> Your assignment:
Find the lines in the records below that contain "approximate", and report each of them.

Entries taken from a collection:
Segment Open
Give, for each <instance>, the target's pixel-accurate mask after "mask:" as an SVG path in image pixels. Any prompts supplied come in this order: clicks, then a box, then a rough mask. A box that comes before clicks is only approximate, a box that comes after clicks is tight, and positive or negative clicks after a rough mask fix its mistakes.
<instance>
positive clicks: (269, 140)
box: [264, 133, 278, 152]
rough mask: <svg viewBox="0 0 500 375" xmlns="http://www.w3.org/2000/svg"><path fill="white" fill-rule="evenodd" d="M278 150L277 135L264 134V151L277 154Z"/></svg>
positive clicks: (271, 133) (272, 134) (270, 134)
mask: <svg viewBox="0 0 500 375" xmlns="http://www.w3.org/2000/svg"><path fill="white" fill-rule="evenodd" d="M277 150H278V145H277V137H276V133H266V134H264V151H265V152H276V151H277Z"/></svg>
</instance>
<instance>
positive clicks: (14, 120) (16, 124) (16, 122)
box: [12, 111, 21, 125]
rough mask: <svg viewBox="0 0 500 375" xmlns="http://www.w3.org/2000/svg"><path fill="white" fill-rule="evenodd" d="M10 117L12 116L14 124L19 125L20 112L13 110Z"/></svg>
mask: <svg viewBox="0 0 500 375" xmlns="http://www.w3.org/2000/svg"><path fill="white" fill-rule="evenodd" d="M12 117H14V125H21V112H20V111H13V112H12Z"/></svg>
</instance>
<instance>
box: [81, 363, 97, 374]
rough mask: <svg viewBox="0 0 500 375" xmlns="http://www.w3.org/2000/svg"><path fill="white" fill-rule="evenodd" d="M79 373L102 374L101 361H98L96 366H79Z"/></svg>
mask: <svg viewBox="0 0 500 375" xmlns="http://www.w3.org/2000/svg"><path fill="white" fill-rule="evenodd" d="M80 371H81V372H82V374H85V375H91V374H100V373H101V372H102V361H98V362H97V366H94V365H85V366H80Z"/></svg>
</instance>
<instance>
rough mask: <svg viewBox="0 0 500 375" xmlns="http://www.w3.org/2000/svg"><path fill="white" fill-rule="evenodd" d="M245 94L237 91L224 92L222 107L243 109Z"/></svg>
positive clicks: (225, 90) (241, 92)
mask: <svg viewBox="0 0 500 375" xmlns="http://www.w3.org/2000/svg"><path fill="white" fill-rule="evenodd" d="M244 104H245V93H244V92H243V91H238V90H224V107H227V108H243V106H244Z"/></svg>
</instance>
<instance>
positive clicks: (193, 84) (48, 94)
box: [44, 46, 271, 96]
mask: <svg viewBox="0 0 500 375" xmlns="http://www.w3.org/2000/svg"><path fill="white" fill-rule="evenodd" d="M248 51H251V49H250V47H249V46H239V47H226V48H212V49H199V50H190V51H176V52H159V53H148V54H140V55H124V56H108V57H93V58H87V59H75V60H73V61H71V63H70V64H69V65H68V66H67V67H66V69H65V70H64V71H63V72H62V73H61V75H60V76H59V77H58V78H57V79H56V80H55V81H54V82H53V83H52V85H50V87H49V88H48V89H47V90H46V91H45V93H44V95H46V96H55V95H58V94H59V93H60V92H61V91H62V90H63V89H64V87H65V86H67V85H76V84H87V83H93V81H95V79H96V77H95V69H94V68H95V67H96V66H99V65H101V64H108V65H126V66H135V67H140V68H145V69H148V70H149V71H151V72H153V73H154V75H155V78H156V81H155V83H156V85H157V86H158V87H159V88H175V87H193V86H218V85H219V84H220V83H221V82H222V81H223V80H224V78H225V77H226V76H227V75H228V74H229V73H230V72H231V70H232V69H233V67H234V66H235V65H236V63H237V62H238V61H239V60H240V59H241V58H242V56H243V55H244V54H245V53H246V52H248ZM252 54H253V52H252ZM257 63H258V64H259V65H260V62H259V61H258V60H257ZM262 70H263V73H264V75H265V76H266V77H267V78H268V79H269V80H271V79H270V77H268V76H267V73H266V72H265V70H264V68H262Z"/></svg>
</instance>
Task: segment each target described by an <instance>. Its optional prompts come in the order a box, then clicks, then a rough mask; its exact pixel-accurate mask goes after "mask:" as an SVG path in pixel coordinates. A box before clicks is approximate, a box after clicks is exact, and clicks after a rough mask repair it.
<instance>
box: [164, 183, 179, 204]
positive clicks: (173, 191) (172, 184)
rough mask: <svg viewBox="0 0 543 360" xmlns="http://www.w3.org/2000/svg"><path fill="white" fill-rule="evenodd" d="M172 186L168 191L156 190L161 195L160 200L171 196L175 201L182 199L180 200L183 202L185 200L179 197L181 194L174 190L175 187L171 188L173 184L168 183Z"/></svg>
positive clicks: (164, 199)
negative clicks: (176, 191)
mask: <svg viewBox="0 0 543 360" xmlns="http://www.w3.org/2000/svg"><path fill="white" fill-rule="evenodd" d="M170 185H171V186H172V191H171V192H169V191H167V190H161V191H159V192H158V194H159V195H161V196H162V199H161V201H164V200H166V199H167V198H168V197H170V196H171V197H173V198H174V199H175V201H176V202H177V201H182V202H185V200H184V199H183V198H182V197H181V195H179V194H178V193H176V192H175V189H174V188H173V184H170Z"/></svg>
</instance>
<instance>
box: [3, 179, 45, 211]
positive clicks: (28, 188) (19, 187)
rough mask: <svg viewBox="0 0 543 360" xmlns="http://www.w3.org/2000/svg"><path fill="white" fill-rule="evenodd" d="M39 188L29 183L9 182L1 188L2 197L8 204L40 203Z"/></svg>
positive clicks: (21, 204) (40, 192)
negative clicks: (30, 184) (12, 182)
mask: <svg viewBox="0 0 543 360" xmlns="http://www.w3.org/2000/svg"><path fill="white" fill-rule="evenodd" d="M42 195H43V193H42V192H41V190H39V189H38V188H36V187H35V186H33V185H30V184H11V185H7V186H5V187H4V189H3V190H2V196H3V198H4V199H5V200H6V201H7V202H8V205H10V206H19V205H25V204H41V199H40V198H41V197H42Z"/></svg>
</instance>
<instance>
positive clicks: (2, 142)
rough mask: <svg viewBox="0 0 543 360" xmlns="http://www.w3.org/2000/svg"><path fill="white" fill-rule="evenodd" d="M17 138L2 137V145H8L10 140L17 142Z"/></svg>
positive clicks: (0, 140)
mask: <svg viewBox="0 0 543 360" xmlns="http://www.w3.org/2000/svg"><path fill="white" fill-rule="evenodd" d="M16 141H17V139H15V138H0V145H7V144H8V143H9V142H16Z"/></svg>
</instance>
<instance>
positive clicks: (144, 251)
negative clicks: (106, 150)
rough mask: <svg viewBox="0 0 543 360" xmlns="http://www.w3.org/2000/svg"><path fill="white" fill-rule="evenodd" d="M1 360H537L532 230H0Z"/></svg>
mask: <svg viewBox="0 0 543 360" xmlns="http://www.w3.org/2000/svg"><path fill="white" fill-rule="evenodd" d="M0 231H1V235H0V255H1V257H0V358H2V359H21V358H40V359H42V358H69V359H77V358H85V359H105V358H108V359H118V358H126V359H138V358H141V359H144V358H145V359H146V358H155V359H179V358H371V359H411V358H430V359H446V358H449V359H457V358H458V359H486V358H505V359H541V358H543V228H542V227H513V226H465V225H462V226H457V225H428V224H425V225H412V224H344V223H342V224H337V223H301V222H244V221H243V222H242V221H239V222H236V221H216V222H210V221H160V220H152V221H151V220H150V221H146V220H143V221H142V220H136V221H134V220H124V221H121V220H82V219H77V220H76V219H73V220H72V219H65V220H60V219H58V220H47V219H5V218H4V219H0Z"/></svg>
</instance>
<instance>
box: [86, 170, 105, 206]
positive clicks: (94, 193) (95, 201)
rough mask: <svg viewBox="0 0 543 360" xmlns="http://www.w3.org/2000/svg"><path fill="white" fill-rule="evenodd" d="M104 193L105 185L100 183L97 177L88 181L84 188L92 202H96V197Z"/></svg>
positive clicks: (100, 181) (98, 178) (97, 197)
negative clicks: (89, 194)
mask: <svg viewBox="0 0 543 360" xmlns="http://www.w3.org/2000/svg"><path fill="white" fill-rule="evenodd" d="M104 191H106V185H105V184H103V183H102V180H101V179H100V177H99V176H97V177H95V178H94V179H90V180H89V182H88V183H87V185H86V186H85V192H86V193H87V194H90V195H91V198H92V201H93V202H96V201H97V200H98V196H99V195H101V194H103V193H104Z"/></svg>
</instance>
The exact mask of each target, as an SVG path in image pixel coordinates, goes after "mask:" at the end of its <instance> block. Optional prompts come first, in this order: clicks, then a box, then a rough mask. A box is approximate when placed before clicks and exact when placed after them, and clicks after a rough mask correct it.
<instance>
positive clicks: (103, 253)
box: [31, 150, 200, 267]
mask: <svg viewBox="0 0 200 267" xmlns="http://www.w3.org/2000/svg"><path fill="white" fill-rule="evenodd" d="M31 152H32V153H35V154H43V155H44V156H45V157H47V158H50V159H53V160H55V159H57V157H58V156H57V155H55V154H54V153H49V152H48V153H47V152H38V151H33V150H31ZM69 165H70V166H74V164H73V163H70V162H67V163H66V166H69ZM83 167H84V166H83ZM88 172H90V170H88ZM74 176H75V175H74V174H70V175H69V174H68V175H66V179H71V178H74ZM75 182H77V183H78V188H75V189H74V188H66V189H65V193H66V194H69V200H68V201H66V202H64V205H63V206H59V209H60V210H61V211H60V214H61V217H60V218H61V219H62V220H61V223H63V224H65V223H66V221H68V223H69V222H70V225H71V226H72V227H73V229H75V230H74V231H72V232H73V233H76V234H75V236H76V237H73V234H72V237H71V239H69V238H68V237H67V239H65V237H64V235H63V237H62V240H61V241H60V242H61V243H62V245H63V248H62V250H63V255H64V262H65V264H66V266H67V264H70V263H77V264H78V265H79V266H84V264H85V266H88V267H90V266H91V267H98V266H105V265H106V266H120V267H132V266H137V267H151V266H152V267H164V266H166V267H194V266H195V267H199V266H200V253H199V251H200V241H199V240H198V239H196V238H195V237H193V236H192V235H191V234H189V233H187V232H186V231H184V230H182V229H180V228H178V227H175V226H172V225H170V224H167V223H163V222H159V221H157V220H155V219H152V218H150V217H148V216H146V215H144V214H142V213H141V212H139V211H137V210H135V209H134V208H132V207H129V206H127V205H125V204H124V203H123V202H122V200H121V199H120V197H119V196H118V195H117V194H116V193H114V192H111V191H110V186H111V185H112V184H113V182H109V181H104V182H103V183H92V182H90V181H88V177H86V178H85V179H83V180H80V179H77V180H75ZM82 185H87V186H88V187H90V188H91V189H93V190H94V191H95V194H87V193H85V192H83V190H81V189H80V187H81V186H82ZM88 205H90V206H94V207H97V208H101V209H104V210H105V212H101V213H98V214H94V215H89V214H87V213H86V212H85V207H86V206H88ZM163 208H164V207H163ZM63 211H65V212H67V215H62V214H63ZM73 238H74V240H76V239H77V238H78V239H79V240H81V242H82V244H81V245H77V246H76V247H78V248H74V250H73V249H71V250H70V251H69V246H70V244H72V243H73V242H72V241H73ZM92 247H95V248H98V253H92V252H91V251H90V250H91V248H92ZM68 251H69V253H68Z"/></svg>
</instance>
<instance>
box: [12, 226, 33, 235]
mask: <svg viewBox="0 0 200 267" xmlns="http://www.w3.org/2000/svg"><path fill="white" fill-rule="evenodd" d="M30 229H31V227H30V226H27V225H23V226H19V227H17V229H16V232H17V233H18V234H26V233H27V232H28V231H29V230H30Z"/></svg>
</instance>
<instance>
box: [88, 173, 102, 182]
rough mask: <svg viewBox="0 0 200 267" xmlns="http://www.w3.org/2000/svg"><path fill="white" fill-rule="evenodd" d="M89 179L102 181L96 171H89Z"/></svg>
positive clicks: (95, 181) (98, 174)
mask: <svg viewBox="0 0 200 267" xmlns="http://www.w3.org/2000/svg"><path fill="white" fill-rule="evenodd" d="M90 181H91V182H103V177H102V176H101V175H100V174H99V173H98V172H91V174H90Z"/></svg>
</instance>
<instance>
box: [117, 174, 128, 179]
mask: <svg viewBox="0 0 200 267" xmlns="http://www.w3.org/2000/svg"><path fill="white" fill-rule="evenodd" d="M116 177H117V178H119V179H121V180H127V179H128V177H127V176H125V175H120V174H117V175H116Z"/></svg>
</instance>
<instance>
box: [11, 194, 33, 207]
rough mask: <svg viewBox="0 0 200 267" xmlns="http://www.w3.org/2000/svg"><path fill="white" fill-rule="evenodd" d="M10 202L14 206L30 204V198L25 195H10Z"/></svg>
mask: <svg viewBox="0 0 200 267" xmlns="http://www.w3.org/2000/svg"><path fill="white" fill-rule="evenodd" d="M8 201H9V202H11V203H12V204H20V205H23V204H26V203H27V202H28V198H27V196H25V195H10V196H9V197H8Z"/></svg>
Segment Closed
> Result below:
Give, for each <instance>, the target's pixel-accurate mask after "mask:" as an SVG path in image pixels. Any prompts supplied come in this order: clicks, then a box, then a rough mask. A box that comes before clicks is only approximate, a box that comes after clicks is tight, and positive or negative clicks after a rough mask fix its mistakes.
Task: segment each target described by an <instance>. Its optional prompts come in the order a box, then clicks, then a rough mask; its exact pixel-accurate mask goes after "mask:" as an SVG path in pixel coordinates. A box before clicks is approximate, a box after clicks is exact, and clicks after a rough mask repair it.
The exact mask of each target, as an SVG path in image pixel coordinates, goes after "mask:" at the end of its <instance> block. Optional prompts come first, in this order: clicks, then a box, then a rough mask. A box is approximate when placed before clicks and exact when placed after them, and clicks after a rough mask correct it.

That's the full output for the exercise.